### [EXTRACT PROVIDED]
1 – Background and objectives
The request for research proposal by the French National Cancer Institute is congruent with one of the development axes of the Plateforme d’Aide à la Recherche Clinique en Cancérologie of Auvergne and Rhône-Alpes. Since 2004, this platform, which is composed of all institutions which take part to clinical research and of a research team in the social sciences of healthcare (GRESAC), has led many research works to better understand barriers and facilitators to the development of multicentre clinical trials (a forthcoming review in the European Journal of Cancer, a qualitative study (38 interviews) and a quantitative study (250 answers)). Thanks to these results, the present project aims at improving our understanding on this subject through the comparison of three multicentre, randomized clinical trials.
2 – Research framework
Our past researches and the literature conduct us to favour three research axes which will guide our investigations:
1) Physicians’ conception(s) of their mission, perception(s) of clinical research and evaluation(s) of specific protocols. We intend to assess the differences between physicians concerning their interest for clinical research. These expectations will be compared with their implication in the specific trials under study.
2) Relationships between physicians. We intend to analyse the impact of competition and cooperation on the dynamics of the three studied trials. Two levels of relationships will be studied: i) local relationships between investigators and other physicians who refer or should refer them patients for enrolment; ii) relationships between investigators and main investigators.

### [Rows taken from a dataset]
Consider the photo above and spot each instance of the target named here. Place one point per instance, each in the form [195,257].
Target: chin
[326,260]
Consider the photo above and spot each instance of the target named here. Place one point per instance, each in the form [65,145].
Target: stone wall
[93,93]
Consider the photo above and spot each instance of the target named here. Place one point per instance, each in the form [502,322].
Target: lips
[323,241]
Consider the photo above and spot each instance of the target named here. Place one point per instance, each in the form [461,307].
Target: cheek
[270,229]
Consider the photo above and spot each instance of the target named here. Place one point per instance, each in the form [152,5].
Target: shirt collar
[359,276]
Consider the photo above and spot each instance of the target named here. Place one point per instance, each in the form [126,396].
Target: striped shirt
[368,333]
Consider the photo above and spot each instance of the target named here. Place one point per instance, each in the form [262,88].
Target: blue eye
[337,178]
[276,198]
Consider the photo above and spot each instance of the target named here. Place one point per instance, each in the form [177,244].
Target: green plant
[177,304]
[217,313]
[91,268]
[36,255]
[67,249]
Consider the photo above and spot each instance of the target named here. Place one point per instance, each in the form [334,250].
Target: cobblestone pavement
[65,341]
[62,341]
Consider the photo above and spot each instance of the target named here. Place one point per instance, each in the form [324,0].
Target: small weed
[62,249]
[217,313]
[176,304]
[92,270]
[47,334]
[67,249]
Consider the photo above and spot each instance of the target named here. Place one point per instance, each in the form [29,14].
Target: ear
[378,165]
==
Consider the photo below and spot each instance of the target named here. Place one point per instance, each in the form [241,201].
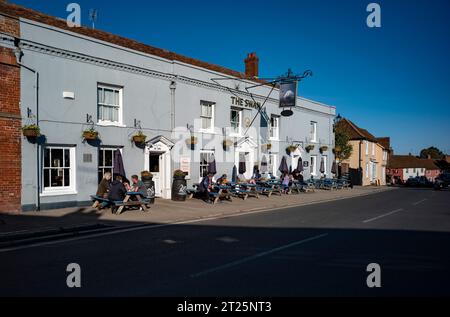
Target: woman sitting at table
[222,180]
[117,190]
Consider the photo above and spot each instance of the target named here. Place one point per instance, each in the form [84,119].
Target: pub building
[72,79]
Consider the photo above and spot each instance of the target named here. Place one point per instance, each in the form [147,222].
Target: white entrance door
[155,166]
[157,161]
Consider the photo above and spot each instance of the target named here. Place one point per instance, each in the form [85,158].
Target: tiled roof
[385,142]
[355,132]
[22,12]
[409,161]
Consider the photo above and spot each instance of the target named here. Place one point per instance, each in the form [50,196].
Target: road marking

### [EXERCISE DIRECTIONS]
Can you output the passage on multicentre clinical trials word for word, between "1 – Background" and "randomized clinical trials.", inclusive? These rows stand on their own and are separate from the passage on clinical trials.

### [PROBLEM SOLUTION]
1 – Background and objectives
The request for research proposal by the French National Cancer Institute is congruent with one of the development axes of the Plateforme d’Aide à la Recherche Clinique en Cancérologie of Auvergne and Rhône-Alpes. Since 2004, this platform, which is composed of all institutions which take part to clinical research and of a research team in the social sciences of healthcare (GRESAC), has led many research works to better understand barriers and facilitators to the development of multicentre clinical trials (a forthcoming review in the European Journal of Cancer, a qualitative study (38 interviews) and a quantitative study (250 answers)). Thanks to these results, the present project aims at improving our understanding on this subject through the comparison of three multicentre, randomized clinical trials.